■ EXERCISE TASK
Answer these questions from the comment thread:
(a) According to Justinian's first comment, Shawl's remarks concerned which subgenre rather than cyberpunk?
(b) At what time was the comment by codacorolla posted?
(c) What word does Infinite Jest report Shawl using to describe steampunk?

■ TEXT SEGMENT
Aha! I believe yelosan made a thinko and Shawl made her comments with regard to steampunk rather than cyberpunk. That is a more interesting discussion. I'm not sure she called it a reaction to feminism specifically rather than just a reactionary subgenre in general, but in any case that has nothing to do with cyberpunk.
posted by Justinian at 1:07 PM on December 5, 2010 [2 favorites]


Interesting thing to me is that even though Gibson is rightly given top credit for creating the cyber-punk genre, his books have always been more about humanity than technology.

Both of your clauses are true but I'm not sure how they go together. Why do you imply that being credited with popularization of cyberpunk is somehow in opposition to writing about humanity?
posted by Justinian at 1:10 PM on December 5, 2010 [1 favorite]


That was a pretty good interview. I mean... the format doesn't lend itself to really in depth answers. It's someone say, "Hey Bill, what do you think about this," and him giving a two paragraph reply "I think X about this." The last two comments strike me as the keenest:
Basically. The Civil War was scarcely more than 150 years ago. It’s yesterday. Race in American hasn’t been sorted out. This used to be a country that was run exclusively by white guys in suits. It’s not going to be a country that’s run exclusively by white guys in suits, and that doesn’t have anything to do with politics, it’s just demographics. That makes some people very uncomfortable. The tea party is like the GOP’s Southern strategy coming back to exact the real cost of that strategy.
...
It is ominous in the long run, for the GOP. They’re going to have to find a different way to operate or they’ll go the way of the Whigs. Not like next year, but eventually. You can do all sorts of crazy shit when you’re not in power to interrupt what the guy in power is doing. But it costs you down the line if it really was crazy shit.

I just hope that whatever replaces the GOP as middle class white America starts to die off isn't even worse.
posted by codacorolla at 1:18 PM on December 5, 2010 [1 favorite]


Justinian, I went Googling when I read yelosan's comment - all I could find was this, which is second-hand. Found a few links where she calls steampunk 'reactionary' but not specifically anti-feminist (e.g, which discusses the same convention discussion mentioned in the first link).
posted by Infinite Jest at 1:19 PM on December 5, 2010


I wonder if he understands what he's saying here.

I find this reaction interesting.

■ INFORMATION PROVIDED
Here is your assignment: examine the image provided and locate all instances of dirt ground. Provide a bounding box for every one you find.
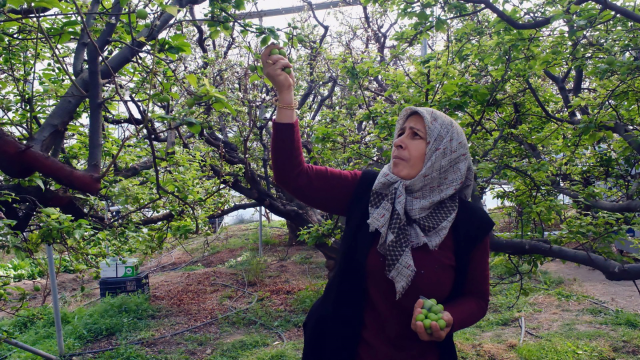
[541,260,640,313]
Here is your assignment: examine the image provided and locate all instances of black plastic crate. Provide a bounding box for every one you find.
[100,272,149,298]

■ SOLUTION BELOW
(a) Steampunk
(b) 1:18 PM on December 5, 2010
(c) "Reactionary"